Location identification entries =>
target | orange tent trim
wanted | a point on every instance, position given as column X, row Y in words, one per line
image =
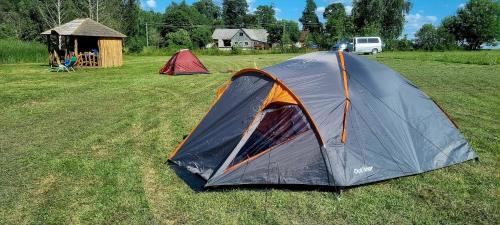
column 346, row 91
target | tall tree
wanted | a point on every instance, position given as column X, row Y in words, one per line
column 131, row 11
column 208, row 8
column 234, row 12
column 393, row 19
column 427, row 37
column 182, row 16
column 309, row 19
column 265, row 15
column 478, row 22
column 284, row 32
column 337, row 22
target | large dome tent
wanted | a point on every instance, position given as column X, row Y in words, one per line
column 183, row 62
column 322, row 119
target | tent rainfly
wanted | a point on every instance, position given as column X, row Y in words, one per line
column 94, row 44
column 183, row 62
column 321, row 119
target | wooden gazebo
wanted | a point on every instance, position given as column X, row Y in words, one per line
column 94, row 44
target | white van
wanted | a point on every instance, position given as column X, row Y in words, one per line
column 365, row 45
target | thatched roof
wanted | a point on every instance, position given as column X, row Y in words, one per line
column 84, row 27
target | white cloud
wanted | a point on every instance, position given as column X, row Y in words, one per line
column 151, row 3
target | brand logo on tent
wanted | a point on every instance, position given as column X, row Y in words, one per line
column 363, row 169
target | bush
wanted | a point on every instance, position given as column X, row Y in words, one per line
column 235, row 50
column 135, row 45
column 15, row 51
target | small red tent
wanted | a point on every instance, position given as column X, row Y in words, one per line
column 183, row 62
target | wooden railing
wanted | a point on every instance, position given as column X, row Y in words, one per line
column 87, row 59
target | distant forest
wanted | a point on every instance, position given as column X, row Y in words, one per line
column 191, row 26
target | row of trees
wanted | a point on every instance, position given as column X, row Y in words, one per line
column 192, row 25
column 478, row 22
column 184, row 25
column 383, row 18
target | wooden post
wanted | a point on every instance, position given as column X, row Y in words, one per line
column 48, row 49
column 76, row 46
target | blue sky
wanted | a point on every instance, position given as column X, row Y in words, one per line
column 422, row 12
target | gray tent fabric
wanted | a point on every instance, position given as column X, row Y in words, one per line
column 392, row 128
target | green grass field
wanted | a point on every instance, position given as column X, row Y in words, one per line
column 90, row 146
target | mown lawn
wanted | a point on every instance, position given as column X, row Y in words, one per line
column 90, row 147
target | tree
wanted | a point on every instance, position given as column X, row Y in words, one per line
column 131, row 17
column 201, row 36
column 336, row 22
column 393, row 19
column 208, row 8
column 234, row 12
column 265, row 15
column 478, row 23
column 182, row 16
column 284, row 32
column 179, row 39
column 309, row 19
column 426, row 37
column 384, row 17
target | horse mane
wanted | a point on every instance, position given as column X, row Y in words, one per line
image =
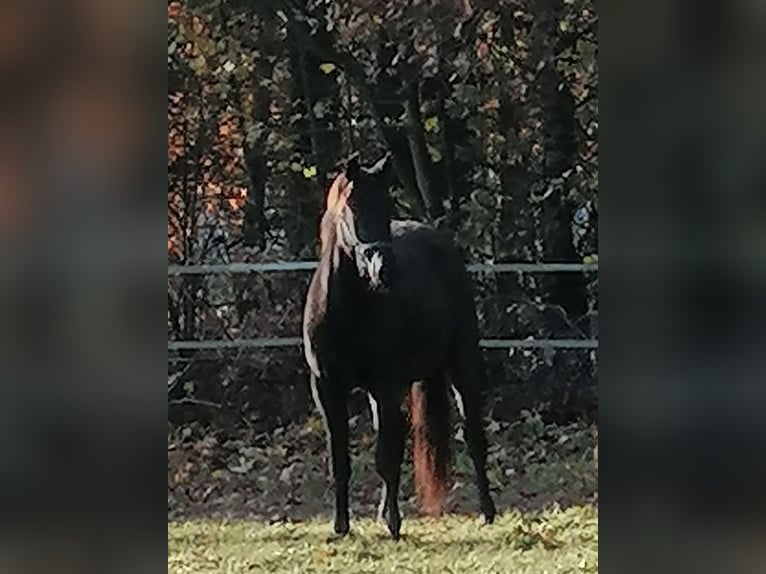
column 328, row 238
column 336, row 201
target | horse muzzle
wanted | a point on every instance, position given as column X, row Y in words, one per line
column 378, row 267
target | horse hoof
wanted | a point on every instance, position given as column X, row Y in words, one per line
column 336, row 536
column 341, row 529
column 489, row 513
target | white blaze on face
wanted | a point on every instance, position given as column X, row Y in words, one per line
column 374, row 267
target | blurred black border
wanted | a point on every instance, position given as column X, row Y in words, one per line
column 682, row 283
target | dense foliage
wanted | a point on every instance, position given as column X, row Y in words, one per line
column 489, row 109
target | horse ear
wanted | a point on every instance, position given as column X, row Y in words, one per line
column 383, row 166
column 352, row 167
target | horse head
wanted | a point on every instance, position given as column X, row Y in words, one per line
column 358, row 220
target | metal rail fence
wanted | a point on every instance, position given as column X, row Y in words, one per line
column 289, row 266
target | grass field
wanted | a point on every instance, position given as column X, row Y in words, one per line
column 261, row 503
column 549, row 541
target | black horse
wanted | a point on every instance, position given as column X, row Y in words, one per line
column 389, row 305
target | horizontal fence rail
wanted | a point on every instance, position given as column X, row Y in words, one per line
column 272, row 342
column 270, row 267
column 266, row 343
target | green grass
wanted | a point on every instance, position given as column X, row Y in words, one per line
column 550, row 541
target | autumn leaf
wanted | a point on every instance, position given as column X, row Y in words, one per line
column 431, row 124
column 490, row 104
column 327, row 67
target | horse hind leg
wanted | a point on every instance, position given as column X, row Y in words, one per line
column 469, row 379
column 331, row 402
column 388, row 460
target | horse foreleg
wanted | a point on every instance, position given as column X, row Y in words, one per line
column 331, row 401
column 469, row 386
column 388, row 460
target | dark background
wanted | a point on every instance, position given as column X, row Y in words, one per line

WRITTEN REQUEST =>
Recast the material above as a JSON list of strings, with one string for each line and no blank lines. Leave the pictures out of the result.

THE OUTPUT =>
[
  "target | orange tent trim",
  "wanted | a point on every instance, position given as column X, row Y in words, one per line",
  "image =",
  "column 346, row 91",
  "target | tall tree",
  "wanted | a point on every instance, position given as column X, row Y in words, one per line",
  "column 131, row 11",
  "column 208, row 8",
  "column 234, row 12",
  "column 393, row 19",
  "column 427, row 37",
  "column 182, row 16",
  "column 309, row 19",
  "column 265, row 15",
  "column 478, row 22",
  "column 284, row 32",
  "column 337, row 22",
  "target | large dome tent",
  "wanted | a point on every instance, position given as column X, row Y in words, one per line",
  "column 183, row 62",
  "column 322, row 119",
  "target | tent rainfly",
  "wanted | a point on every instance, position given as column X, row Y in words, one per line",
  "column 94, row 44",
  "column 183, row 62",
  "column 321, row 119",
  "target | wooden gazebo",
  "wanted | a point on every instance, position given as column X, row Y in words, one per line",
  "column 94, row 44",
  "target | white van",
  "wanted | a point on every instance, position given as column X, row Y in words, one per line",
  "column 365, row 45",
  "target | thatched roof",
  "wanted | a point on every instance, position given as column X, row Y in words, one per line",
  "column 84, row 27",
  "target | white cloud",
  "wanted | a point on every instance, position given as column X, row Y in words, one per line",
  "column 151, row 3",
  "target | brand logo on tent",
  "wanted | a point on every instance, position given as column X, row Y in words, one per line",
  "column 363, row 169",
  "target | bush",
  "wanted | a point on every instance, position given as column X, row Y in words, one per line",
  "column 235, row 50",
  "column 135, row 45",
  "column 15, row 51",
  "target | small red tent",
  "wanted | a point on every instance, position given as column X, row Y in words, one per line",
  "column 183, row 62",
  "target | wooden railing",
  "wanted | a point on every instance, position given as column X, row Y in words, one per line",
  "column 87, row 59",
  "target | distant forest",
  "wanted | a point on every instance, position given as column X, row Y in words, one per line",
  "column 191, row 26",
  "target | row of trees",
  "wanted | a point on every instance, position given as column X, row Y in words, one per line",
  "column 192, row 25",
  "column 478, row 22",
  "column 184, row 25",
  "column 383, row 18",
  "target | wooden post",
  "wanted | a point on every instance, position given as column X, row Y in words, one per line",
  "column 48, row 49",
  "column 76, row 46",
  "target | blue sky",
  "wanted | a point on every instance, position given as column X, row Y in words, one per line",
  "column 422, row 12",
  "target | gray tent fabric",
  "wanted | a point on every instance, position given as column X, row Y in words, one per line",
  "column 392, row 128",
  "target | green grass field",
  "wanted | a point on every instance, position given as column X, row Y in words, one per line",
  "column 90, row 146",
  "target | mown lawn",
  "wanted | a point on every instance, position given as column X, row Y in words, one per line",
  "column 90, row 147",
  "target | tree",
  "wanted | a point on every instance, position given as column X, row Y in words, one per line",
  "column 131, row 17",
  "column 201, row 36",
  "column 336, row 22",
  "column 393, row 19",
  "column 208, row 8",
  "column 234, row 12",
  "column 265, row 15",
  "column 478, row 23",
  "column 182, row 16",
  "column 284, row 32",
  "column 179, row 39",
  "column 309, row 19",
  "column 426, row 37",
  "column 384, row 17",
  "target | horse mane",
  "wanted | a point on every instance, position given as column X, row Y in words, one per line",
  "image =",
  "column 328, row 238",
  "column 336, row 201",
  "target | horse muzzle",
  "wanted | a point on every instance, position given as column X, row Y in words, one per line",
  "column 378, row 267",
  "target | horse hoof",
  "wanted | a point on every instance, position given as column X, row Y in words, one per line",
  "column 336, row 536",
  "column 341, row 529",
  "column 489, row 513",
  "target | white blaze on face",
  "wanted | a point on every instance, position given as column X, row Y in words, one per line",
  "column 374, row 267",
  "target | blurred black border",
  "wanted | a point on every instance, position given as column X, row Y in words, one per line",
  "column 682, row 283",
  "target | dense foliage",
  "wanted | a point on every instance, position given as column X, row Y in words, one per line",
  "column 489, row 109",
  "target | horse ear",
  "wanted | a point on every instance, position given as column X, row Y in words, one per line",
  "column 383, row 166",
  "column 352, row 167",
  "target | horse head",
  "wanted | a point on every instance, position given as column X, row Y in words, one per line",
  "column 358, row 220",
  "target | metal rail fence",
  "wanted | a point on every instance, position given as column X, row Y in words, one per line",
  "column 289, row 266",
  "target | grass field",
  "wanted | a point on every instance, position given as column X, row Y in words, one per line",
  "column 261, row 503",
  "column 549, row 541",
  "target | black horse",
  "wanted | a point on every instance, position given as column X, row Y in words, one per line",
  "column 389, row 305",
  "target | horizontal fence rail",
  "wanted | a point on every instance, position given as column X, row Y in words, one per line",
  "column 272, row 342",
  "column 270, row 267",
  "column 266, row 343",
  "target | green grass",
  "wanted | a point on every instance, position given as column X, row Y in words, one per line",
  "column 550, row 541",
  "target | autumn leaf",
  "wanted | a point on every instance, position given as column X, row Y in words, one per line",
  "column 431, row 124",
  "column 490, row 104",
  "column 327, row 67",
  "target | horse hind leg",
  "wanted | a point on every instance, position given as column X, row Y in words, one per line",
  "column 469, row 379",
  "column 331, row 402",
  "column 388, row 460",
  "target | horse foreleg",
  "wanted | a point on every instance, position given as column X, row Y in words, one per line",
  "column 331, row 401",
  "column 469, row 386",
  "column 388, row 460",
  "target | dark background",
  "wanted | a point on every instance, position given as column X, row Y in words, one per line"
]